The required output consists solely of the lines from the line containing "Scouting task: drop one point on every instance of the finger" through the end of the records, copied exactly.

%%

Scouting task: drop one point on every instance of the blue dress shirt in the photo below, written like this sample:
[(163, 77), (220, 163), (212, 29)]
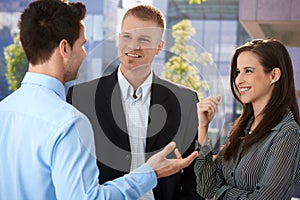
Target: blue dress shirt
[(47, 149)]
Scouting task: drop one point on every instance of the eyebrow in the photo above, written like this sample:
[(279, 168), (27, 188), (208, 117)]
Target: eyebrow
[(147, 36)]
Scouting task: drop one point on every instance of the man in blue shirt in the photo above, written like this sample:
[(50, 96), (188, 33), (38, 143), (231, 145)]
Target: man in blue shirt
[(46, 146)]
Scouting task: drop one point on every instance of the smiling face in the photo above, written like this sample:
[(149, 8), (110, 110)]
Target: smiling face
[(253, 84), (139, 42)]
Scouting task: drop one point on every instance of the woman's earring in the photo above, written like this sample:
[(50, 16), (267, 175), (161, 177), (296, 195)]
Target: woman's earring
[(273, 81)]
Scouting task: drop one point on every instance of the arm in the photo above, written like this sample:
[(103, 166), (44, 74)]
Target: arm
[(188, 177), (209, 175), (75, 173), (281, 171)]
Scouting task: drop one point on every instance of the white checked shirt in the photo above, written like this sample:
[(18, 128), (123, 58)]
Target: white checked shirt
[(136, 113)]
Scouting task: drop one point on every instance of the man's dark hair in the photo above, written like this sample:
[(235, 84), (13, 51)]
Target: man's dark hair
[(44, 23)]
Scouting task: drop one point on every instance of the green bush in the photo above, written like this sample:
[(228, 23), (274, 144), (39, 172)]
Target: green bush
[(16, 62), (179, 67)]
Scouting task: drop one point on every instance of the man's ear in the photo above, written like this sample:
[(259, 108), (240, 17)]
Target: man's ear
[(160, 47), (64, 48), (276, 74)]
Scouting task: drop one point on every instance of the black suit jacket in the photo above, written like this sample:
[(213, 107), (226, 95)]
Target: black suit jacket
[(172, 117)]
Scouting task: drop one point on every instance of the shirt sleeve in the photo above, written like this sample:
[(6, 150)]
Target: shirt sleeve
[(75, 173)]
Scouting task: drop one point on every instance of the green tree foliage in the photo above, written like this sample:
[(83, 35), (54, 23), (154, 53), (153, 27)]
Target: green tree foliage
[(16, 62), (179, 67)]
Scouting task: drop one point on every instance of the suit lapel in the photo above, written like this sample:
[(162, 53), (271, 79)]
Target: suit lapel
[(160, 117), (110, 111)]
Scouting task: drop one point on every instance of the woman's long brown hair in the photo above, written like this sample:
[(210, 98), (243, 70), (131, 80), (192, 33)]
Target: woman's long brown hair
[(271, 54)]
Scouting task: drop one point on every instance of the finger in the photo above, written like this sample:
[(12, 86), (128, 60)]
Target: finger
[(188, 160), (178, 154), (168, 149)]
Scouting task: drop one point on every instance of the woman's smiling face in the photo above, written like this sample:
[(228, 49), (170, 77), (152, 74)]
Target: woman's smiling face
[(253, 83)]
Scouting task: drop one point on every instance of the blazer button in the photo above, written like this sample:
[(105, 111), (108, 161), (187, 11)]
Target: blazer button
[(127, 157)]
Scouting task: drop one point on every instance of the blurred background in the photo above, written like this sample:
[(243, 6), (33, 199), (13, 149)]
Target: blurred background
[(215, 28)]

%%

* _SOLUTION TO THE PROBLEM_:
Scouting task: drop one point on every instance of the finger in the photo above, written like this sample:
[(12, 86), (128, 60)]
Target: finger
[(188, 160), (178, 154), (168, 149)]
Scouting task: drop one point on every instance of the woman's smiling face in the photo above, written like this sample:
[(228, 49), (170, 77), (152, 74)]
Target: woman's smiling face
[(253, 83)]
Scouting task: drop one point on every instance of the blazer button in the photo above, written like this sample:
[(105, 111), (108, 161), (187, 11)]
Target: blazer button
[(127, 157)]
Scouting task: drop one point on every instance of the blurred background in the photo above, written like this sample:
[(243, 6), (33, 199), (13, 149)]
Target: blurred background
[(215, 28)]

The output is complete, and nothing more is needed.